» What you need to do:
1 > On the page, which actor plays Chandra Shekhar Azad?
2 > Reproduce word for word the stretch of the page from "Fearing the growing" through "24th March 1931.".

:: Page

Fearing the growing popularity of the hunger strike amongst the Indian public nationwide, Lord Irwin (the Viceroy of British India) order the re-opening of the Saunders' murder case, which leads to capital death sentences being imposed on Bhagat, Sukhdev, and Rajguru. The Indians hope that Gandhi will use his pact with Irwin as an opportunity to save Bhagat, Sukhdev, and Rajguru's lives. Irwin refuses Gandhi's request for their release. Gandhi reluctantly agrees to sign a pact that includes the clause: "Release of political prisoners except for the ones involved in violence". Bhagat, Sukhdev, and Rajguru are hanged in secrecy on 23rd March 1931 even before their trial on 24th March 1931.

Cast 

 Ajay Devgan as Bhagat Singh
Nakshdeep Singh as Little Bhagat
 Sushant Singh as Sukhdev Thapar
 D. Santosh as Shivram Hari Rajguru
 Akhilendra Mishra as Chandra Shekhar Azad
 Raj Babbar as Kishen Singh Sandhu, Bhagat's father
 Farida Jalal as Vidyawati Kaur Sandhu, Bhagat's mother
 Amrita Rao as Mannewali, Bhagat's fiance
 Mukesh Tewari as Khan Bahadur Mohammad Akbar, Deputy jailor at Lahore Central Jail
 Surendra Rajan as Mohandas Karamchand "M. K." Gandhi alias "Mahatma Gandhi"
 Saurabh Dubey as Pandit Jawaharlal Nehru
 Swaroop Kumar as Motilal Nehru
 Arun Patwardhan as Madan Mohan Malviya
 Kenneth Desai as Subhash Chandra Bose
 Sitaram Panchal as Lala Lajpat Rai
 Bhaswar Chatterjee as Batukeshwar Dutt alias "B. K. Dutt"
 Amit Dhawan as Bhagwati Charan Vora
 Harsh Khurana as Jai Gopal
 Kapil Sharma as Shiv Verma
 Indrani Banerjee as Durgawati Devi a.k.a. "Durga Bhabhi"
 Amitabh Bhattacharjee as Jatindra Nath Das a.k.a. "Jatin Das"

::::
:: Dataset excerpts

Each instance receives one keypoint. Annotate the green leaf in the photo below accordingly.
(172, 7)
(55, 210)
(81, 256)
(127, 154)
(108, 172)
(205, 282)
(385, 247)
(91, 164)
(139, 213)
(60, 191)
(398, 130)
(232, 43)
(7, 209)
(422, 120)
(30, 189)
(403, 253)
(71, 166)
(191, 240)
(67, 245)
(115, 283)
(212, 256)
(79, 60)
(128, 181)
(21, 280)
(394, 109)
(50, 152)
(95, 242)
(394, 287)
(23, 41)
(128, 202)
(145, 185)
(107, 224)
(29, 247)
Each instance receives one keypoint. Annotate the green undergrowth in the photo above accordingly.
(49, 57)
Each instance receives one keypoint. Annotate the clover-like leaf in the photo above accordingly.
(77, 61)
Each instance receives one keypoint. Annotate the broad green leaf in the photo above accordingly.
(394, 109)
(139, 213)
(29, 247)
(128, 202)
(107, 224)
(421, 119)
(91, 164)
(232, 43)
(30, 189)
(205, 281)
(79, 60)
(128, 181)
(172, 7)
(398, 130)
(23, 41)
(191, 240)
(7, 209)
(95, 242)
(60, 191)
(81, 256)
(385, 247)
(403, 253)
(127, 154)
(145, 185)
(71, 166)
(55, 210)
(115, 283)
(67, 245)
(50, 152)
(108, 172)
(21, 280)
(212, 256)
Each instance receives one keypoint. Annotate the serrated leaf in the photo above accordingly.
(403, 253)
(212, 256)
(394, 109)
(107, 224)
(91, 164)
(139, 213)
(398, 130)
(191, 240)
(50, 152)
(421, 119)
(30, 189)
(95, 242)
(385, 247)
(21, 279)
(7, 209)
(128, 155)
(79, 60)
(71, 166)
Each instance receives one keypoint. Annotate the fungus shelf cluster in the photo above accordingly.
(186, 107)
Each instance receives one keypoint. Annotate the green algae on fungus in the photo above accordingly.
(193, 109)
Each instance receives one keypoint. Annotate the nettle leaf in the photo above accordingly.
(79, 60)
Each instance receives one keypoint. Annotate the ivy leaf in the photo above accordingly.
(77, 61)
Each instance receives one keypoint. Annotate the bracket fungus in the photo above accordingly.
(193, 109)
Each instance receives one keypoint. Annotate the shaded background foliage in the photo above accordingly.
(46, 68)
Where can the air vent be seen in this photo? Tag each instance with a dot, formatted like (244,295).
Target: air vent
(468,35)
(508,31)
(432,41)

::::

» Exercise solutions:
1 > Akhilendra Mishra.

2 >
Fearing the growing popularity of the hunger strike amongst the Indian public nationwide, Lord Irwin (the Viceroy of British India) order the re-opening of the Saunders' murder case, which leads to capital death sentences being imposed on Bhagat, Sukhdev, and Rajguru. The Indians hope that Gandhi will use his pact with Irwin as an opportunity to save Bhagat, Sukhdev, and Rajguru's lives. Irwin refuses Gandhi's request for their release. Gandhi reluctantly agrees to sign a pact that includes the clause: "Release of political prisoners except for the ones involved in violence". Bhagat, Sukhdev, and Rajguru are hanged in secrecy on 23rd March 1931 even before their trial on 24th March 1931.